## Set problem
Emit the line that holds "ladder in this photo, one line per instance." and all lines following it through the end of the data, verbatim, and nothing else.

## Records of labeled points

* * * * * * * * *

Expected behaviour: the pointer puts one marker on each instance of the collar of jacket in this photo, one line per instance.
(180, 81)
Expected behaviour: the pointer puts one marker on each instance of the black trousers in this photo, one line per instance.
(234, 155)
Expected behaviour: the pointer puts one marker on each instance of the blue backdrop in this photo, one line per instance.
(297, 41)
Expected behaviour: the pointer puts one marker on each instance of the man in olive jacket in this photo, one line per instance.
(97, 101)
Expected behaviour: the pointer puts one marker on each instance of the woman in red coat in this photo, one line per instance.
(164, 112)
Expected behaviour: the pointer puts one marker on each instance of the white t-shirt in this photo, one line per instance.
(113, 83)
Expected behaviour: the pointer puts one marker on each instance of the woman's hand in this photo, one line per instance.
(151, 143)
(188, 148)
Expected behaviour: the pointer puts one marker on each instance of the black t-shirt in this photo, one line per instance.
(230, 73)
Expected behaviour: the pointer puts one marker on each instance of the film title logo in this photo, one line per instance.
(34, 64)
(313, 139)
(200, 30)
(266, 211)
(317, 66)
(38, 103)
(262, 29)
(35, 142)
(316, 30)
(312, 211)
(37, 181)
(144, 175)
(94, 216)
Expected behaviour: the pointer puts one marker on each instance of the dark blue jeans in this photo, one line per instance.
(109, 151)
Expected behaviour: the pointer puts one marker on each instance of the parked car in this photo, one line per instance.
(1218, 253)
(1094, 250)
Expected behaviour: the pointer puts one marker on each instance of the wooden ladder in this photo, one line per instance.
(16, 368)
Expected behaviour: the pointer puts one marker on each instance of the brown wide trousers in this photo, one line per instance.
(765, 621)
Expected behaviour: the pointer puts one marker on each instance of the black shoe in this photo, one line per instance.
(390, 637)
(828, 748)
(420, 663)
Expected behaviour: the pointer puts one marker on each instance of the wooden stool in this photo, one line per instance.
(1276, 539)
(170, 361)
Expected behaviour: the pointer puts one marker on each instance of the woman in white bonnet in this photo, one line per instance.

* * * * * * * * *

## Written response
Expected behaviour: the pointer puts one marker on each instance of the wooden ladder in this photo, one line per instance.
(16, 368)
Expected behaviour: the pointer puts one marker on each instance of the brown wide trousers in this photo, one line per instance.
(765, 621)
Expected behaviour: the pointer puts one marker on each instance of the black shoe in this photo, one line per instance.
(390, 637)
(828, 748)
(420, 663)
Expected behaviour: the pointer puts one marker on each instance of the wooden stool in this photo, one line per instance.
(1276, 539)
(170, 361)
Expected behaviour: the pointer puts one marker on each instance of the woman in white bonnet in this photo, one line per instance.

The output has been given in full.